Data supplied =

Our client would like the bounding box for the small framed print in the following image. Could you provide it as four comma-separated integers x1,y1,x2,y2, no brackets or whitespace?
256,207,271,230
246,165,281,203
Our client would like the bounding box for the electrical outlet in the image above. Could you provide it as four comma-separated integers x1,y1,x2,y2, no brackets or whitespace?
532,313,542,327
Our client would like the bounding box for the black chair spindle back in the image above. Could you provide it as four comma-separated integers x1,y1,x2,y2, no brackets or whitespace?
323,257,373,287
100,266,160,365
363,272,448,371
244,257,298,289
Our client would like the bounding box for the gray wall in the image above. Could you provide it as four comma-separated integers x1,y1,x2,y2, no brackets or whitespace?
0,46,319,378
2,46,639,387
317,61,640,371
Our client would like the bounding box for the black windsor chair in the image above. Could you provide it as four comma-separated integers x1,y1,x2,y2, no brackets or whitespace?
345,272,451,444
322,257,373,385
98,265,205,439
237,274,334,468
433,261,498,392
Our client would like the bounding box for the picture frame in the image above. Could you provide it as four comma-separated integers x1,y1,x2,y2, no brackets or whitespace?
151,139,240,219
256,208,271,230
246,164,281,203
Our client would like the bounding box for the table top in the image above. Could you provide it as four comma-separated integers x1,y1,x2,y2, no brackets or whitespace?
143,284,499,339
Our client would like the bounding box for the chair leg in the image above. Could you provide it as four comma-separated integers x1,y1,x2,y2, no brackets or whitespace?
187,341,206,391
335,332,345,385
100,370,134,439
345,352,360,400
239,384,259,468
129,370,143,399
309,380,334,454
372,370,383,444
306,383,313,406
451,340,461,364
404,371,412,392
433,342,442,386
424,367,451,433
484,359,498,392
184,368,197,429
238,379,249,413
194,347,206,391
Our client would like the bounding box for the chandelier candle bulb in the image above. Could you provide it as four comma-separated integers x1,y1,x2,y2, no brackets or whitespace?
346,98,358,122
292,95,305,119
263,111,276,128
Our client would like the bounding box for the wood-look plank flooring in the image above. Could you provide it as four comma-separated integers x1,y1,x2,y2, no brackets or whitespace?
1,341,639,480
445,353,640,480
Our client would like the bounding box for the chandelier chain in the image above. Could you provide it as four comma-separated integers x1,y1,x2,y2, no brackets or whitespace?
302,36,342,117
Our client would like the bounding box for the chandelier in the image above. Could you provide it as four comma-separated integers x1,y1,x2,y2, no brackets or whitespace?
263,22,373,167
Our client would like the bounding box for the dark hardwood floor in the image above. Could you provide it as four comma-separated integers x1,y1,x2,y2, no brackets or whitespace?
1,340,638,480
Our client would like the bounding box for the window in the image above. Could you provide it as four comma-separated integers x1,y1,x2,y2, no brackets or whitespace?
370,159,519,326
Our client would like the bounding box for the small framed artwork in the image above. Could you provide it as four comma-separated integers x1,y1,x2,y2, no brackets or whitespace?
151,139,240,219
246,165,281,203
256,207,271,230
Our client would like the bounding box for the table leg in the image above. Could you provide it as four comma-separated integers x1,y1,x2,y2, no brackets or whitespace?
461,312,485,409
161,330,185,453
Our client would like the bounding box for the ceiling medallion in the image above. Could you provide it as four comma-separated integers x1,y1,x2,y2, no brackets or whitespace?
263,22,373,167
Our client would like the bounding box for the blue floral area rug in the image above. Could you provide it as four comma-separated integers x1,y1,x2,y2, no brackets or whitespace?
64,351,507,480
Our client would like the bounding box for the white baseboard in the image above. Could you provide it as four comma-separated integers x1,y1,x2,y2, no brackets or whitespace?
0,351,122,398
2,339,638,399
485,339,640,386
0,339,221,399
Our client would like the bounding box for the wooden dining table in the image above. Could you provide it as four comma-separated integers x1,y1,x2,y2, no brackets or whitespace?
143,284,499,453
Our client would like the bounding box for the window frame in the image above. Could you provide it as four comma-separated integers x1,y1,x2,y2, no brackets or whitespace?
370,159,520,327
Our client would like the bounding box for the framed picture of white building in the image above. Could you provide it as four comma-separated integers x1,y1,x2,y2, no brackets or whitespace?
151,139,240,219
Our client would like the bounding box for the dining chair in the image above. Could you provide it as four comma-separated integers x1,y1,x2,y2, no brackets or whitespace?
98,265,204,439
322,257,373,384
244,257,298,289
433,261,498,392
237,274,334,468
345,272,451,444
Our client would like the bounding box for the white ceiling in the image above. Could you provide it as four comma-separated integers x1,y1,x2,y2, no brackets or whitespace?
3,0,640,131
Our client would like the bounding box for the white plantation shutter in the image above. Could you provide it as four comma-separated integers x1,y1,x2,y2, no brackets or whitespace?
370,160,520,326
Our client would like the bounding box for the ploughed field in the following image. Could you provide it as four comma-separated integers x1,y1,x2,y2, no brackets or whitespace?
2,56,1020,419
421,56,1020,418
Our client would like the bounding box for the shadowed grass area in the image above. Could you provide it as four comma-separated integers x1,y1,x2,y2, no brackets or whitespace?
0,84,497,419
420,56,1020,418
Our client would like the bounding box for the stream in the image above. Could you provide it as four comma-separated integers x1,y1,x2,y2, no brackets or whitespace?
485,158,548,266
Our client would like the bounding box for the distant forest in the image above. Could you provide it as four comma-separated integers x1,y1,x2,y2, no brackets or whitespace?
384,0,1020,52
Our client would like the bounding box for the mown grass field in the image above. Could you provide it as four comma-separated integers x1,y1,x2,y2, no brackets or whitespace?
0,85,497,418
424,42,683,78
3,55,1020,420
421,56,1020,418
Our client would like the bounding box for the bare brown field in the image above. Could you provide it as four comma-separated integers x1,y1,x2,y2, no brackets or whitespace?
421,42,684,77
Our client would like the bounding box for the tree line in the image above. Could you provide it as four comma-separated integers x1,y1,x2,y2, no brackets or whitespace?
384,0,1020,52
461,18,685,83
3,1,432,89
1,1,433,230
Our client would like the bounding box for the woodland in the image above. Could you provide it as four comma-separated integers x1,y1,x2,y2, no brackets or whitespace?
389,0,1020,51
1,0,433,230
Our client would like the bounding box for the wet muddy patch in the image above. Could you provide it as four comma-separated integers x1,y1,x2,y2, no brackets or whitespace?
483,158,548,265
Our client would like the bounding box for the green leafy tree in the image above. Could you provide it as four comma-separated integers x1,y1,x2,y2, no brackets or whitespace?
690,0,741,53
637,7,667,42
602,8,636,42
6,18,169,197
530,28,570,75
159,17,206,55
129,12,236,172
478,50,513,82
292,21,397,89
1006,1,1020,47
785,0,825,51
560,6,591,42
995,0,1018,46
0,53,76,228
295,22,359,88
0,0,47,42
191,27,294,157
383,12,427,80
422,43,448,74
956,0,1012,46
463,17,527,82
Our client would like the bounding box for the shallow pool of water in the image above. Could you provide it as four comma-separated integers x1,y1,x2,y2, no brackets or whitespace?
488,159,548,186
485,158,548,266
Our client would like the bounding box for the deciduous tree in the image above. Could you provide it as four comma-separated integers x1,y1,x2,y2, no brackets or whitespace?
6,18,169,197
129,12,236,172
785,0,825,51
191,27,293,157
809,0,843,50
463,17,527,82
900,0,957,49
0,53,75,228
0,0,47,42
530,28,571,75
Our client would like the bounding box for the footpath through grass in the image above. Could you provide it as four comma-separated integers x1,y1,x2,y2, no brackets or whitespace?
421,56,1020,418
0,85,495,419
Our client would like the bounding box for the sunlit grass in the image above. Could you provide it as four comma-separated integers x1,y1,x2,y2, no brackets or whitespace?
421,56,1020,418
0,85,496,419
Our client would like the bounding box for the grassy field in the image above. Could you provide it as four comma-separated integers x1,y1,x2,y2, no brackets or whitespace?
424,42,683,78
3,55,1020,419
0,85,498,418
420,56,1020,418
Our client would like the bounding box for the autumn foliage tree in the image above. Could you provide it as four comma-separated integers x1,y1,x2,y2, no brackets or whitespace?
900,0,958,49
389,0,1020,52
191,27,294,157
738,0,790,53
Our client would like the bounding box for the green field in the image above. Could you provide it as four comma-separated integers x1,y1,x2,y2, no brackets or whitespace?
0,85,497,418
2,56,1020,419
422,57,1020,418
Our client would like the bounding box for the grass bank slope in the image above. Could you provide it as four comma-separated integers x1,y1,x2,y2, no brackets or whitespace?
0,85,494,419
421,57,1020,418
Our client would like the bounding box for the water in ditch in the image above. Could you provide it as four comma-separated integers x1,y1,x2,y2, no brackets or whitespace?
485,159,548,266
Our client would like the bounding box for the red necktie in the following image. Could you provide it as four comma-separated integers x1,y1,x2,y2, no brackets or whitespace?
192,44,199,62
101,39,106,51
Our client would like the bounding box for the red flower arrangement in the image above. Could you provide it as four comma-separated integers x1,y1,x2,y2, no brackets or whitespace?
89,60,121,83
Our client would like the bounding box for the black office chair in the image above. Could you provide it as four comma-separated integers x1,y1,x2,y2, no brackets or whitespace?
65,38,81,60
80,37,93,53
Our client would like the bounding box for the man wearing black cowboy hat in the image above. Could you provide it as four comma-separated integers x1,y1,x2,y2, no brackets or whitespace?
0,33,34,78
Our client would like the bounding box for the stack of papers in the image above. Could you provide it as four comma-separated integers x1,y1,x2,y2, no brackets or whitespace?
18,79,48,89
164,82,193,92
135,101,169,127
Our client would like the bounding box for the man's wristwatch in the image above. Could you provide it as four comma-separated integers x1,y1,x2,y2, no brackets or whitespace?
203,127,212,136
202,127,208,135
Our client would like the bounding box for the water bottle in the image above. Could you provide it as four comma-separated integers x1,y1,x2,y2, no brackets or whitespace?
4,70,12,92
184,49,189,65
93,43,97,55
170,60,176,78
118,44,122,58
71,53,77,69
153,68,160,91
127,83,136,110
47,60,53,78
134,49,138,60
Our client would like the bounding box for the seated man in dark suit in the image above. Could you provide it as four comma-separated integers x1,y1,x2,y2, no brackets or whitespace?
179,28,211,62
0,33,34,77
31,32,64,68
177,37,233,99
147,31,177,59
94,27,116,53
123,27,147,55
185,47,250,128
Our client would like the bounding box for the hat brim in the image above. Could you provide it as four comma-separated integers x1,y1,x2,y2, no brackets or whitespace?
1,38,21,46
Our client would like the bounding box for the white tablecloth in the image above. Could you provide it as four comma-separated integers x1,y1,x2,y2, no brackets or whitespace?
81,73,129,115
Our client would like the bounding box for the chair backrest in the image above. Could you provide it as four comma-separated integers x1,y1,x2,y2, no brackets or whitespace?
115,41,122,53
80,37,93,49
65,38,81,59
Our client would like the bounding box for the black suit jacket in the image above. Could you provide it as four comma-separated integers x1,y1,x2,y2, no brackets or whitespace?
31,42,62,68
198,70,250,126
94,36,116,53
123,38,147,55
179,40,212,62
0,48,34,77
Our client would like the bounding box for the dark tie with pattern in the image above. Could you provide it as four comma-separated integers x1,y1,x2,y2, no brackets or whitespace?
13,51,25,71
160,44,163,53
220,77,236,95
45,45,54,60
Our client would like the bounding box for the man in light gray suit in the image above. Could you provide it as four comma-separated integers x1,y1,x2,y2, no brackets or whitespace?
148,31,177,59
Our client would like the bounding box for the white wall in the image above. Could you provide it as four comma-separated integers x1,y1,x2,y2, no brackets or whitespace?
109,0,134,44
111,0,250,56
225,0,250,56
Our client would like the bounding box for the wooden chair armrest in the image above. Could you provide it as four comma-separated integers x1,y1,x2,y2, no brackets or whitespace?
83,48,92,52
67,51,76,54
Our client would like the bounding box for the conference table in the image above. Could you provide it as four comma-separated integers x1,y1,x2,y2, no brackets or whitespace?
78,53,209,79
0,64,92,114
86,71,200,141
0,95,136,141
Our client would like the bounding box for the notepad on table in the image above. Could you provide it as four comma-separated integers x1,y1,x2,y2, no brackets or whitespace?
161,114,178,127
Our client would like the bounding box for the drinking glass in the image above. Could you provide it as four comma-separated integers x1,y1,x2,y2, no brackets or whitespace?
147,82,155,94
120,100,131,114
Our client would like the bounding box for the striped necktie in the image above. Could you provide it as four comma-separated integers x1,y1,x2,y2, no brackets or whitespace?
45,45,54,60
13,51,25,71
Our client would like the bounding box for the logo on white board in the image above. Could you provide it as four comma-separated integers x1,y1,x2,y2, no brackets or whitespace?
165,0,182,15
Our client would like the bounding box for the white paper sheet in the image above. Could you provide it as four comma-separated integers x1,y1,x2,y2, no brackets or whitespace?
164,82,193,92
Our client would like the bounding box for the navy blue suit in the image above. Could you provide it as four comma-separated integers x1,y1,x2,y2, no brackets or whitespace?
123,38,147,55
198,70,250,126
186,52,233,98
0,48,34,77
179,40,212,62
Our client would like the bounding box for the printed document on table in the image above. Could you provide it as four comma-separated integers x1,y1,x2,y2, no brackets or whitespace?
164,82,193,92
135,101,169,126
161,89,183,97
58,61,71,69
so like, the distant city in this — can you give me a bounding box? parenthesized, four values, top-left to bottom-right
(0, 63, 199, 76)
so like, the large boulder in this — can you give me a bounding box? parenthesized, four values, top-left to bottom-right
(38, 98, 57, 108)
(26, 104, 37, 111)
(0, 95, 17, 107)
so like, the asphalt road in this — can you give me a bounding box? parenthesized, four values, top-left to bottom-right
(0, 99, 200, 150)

Task details = Your answer should be the lines from the one containing "Our client would like the bounding box for the printed" through the end of the records, both included, output exactly and with nothing added.

Written response =
Our client would like the bounding box for the printed document on table in the image above. Could you provide it as four comma-separated integers x1,y1,x2,y2, no brackets or whitespace?
164,82,193,92
135,101,169,126
161,89,183,97
58,61,71,69
so like, the distant city in this — can you give me a bounding box? parenthesized, four values, top-left to bottom-right
(0, 63, 199, 76)
so like, the large boulder in this — can you give me a bounding box? parenthesized, four values, top-left to bottom-right
(38, 98, 57, 108)
(26, 104, 37, 111)
(0, 95, 17, 107)
so like, the asphalt road in this — can you give me a bounding box? parenthesized, four values, top-left to bottom-right
(0, 99, 200, 150)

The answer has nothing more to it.